* _Work task_
From the abstract below, list every measured property that is reported for the xylosidase Xyl43Nc, with its value.

Abstract

Degradation of lignocellulosic materials to release fermentable mono- and disaccharides is a decisive step toward a sustainable bio-based economy, thereby increasing the demand of robust and highly active lignocellulolytic enzymes. Anaerobic fungi of the phylum Neocallimastigomycota are potent biomass degraders harboring a huge variety of such enzymes. Compared to cellulose, hemicellulose degradation has received much less attention; therefore, the focus of this study has been the enzymatic xylan degradation of anaerobic fungi as these organisms produce some of the most effective known hydrolytic enzymes. We report the heterologous expression of a GH43 xylosidase, Xyl43Nc, and a GH11 endoxylanase, X11Nc, from the anaerobic fungus Neocallimastix californiae in Escherichia coli. The enzymes were identified by screening of the putative proteome. Xyl43Nc was highly active against 4-Nitrophenol-xylopyranosides with a Km of 0.72 mM, a kcat of 29.28 s-1, a temperature optimum of 32°C and a pH optimum of 6. When combined, Xyl43Nc and X11Nc released xylose from beechwood xylan and arabinoxylan from wheat. Phylogenetic analysis revealed that Xyl43Nc shares common ancestry with enzymes from Spirochaetes and groups separately from Ascomycete sequences in our phylogeny, highlighting the importance of horizontal gene transfer in the evolution of the anaerobic fungi.

Source data
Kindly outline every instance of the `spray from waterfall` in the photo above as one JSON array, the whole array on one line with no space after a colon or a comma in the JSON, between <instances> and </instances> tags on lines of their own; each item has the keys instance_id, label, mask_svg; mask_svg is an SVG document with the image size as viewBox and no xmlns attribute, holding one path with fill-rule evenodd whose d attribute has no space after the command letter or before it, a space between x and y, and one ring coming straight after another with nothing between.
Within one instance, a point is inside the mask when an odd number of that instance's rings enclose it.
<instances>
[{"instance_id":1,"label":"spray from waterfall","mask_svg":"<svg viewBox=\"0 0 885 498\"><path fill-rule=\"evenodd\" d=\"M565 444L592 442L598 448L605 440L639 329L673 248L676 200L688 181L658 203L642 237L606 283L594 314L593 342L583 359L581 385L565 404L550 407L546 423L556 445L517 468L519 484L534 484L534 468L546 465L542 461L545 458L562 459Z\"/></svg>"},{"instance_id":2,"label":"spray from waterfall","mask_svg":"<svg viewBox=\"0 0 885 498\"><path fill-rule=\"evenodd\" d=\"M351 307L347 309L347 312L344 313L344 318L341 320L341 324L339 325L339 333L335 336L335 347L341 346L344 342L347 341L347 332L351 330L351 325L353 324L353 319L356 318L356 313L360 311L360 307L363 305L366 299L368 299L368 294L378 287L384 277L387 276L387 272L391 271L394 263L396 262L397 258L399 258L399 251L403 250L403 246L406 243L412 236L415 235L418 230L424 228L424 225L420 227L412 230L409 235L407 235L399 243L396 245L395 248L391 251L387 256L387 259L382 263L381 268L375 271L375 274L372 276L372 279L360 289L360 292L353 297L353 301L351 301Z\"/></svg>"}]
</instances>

* _Written reply_
- Km: 0.72 mM
- kcat: 29.28 s-1
- Temperature optimum: 32°C
- pH optimum: 6